» **Work request**:
Write out all of the records below precisely as given, omitting the images.

» **Source material**:
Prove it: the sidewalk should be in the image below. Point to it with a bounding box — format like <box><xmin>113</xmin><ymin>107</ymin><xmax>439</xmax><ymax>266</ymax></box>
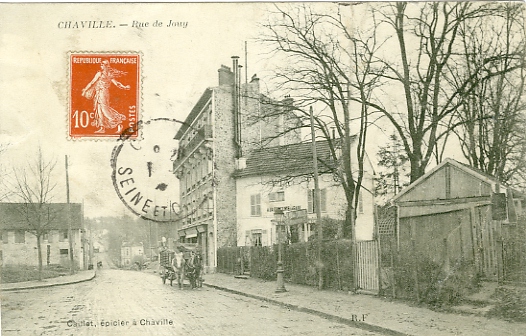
<box><xmin>203</xmin><ymin>273</ymin><xmax>526</xmax><ymax>336</ymax></box>
<box><xmin>1</xmin><ymin>270</ymin><xmax>96</xmax><ymax>292</ymax></box>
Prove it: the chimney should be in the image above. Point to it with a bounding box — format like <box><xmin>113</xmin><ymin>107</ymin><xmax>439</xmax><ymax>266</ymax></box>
<box><xmin>218</xmin><ymin>65</ymin><xmax>234</xmax><ymax>86</ymax></box>
<box><xmin>232</xmin><ymin>56</ymin><xmax>243</xmax><ymax>159</ymax></box>
<box><xmin>250</xmin><ymin>73</ymin><xmax>260</xmax><ymax>92</ymax></box>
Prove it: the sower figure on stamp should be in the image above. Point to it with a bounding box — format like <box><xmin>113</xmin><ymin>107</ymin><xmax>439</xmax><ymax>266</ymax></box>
<box><xmin>82</xmin><ymin>59</ymin><xmax>129</xmax><ymax>134</ymax></box>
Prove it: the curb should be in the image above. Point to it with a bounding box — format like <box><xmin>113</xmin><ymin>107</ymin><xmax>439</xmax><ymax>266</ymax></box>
<box><xmin>1</xmin><ymin>271</ymin><xmax>97</xmax><ymax>292</ymax></box>
<box><xmin>203</xmin><ymin>282</ymin><xmax>410</xmax><ymax>336</ymax></box>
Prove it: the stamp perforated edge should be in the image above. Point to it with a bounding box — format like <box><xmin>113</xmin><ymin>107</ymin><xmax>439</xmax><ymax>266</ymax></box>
<box><xmin>66</xmin><ymin>50</ymin><xmax>144</xmax><ymax>142</ymax></box>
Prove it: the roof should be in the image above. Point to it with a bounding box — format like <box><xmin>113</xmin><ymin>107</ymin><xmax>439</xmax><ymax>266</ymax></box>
<box><xmin>391</xmin><ymin>158</ymin><xmax>520</xmax><ymax>203</ymax></box>
<box><xmin>174</xmin><ymin>88</ymin><xmax>213</xmax><ymax>140</ymax></box>
<box><xmin>0</xmin><ymin>203</ymin><xmax>83</xmax><ymax>231</ymax></box>
<box><xmin>122</xmin><ymin>241</ymin><xmax>143</xmax><ymax>247</ymax></box>
<box><xmin>234</xmin><ymin>139</ymin><xmax>349</xmax><ymax>178</ymax></box>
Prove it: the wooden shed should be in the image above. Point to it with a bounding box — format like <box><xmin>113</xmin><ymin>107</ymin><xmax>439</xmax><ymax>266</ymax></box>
<box><xmin>391</xmin><ymin>158</ymin><xmax>524</xmax><ymax>282</ymax></box>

» **Task response**:
Prove it: the sidewalk should be in the image below. Point to it with a bounding box — format like <box><xmin>113</xmin><ymin>107</ymin><xmax>439</xmax><ymax>266</ymax></box>
<box><xmin>203</xmin><ymin>273</ymin><xmax>526</xmax><ymax>336</ymax></box>
<box><xmin>1</xmin><ymin>270</ymin><xmax>96</xmax><ymax>292</ymax></box>
Prove it: the chimney should be in the image above. Point to it with a bounding box — format like <box><xmin>113</xmin><ymin>107</ymin><xmax>439</xmax><ymax>266</ymax></box>
<box><xmin>218</xmin><ymin>65</ymin><xmax>234</xmax><ymax>86</ymax></box>
<box><xmin>232</xmin><ymin>56</ymin><xmax>243</xmax><ymax>159</ymax></box>
<box><xmin>250</xmin><ymin>73</ymin><xmax>260</xmax><ymax>92</ymax></box>
Prove it: the sower figure on stamp should be in the image above. Point to it with a bounding box — format like <box><xmin>113</xmin><ymin>107</ymin><xmax>439</xmax><ymax>266</ymax></box>
<box><xmin>82</xmin><ymin>59</ymin><xmax>129</xmax><ymax>134</ymax></box>
Prove it: the curb should be in the image above. Point to it with a bounding box — format like <box><xmin>113</xmin><ymin>107</ymin><xmax>439</xmax><ymax>266</ymax></box>
<box><xmin>1</xmin><ymin>271</ymin><xmax>97</xmax><ymax>292</ymax></box>
<box><xmin>203</xmin><ymin>282</ymin><xmax>410</xmax><ymax>336</ymax></box>
Prove it: the stamp perforated edge should be in the image above. Point to it with a bounding box — format like <box><xmin>113</xmin><ymin>107</ymin><xmax>439</xmax><ymax>266</ymax></box>
<box><xmin>66</xmin><ymin>50</ymin><xmax>144</xmax><ymax>142</ymax></box>
Prove it: the roof should be in the image above. Point to it with a bounding box — format like <box><xmin>113</xmin><ymin>107</ymin><xmax>439</xmax><ymax>266</ymax></box>
<box><xmin>391</xmin><ymin>158</ymin><xmax>520</xmax><ymax>203</ymax></box>
<box><xmin>174</xmin><ymin>88</ymin><xmax>213</xmax><ymax>140</ymax></box>
<box><xmin>0</xmin><ymin>203</ymin><xmax>83</xmax><ymax>231</ymax></box>
<box><xmin>122</xmin><ymin>241</ymin><xmax>143</xmax><ymax>247</ymax></box>
<box><xmin>234</xmin><ymin>139</ymin><xmax>349</xmax><ymax>178</ymax></box>
Prove it: the wooden shed should be in the image above. Point to it with a bounding box — format like <box><xmin>113</xmin><ymin>107</ymin><xmax>439</xmax><ymax>266</ymax></box>
<box><xmin>391</xmin><ymin>158</ymin><xmax>524</xmax><ymax>282</ymax></box>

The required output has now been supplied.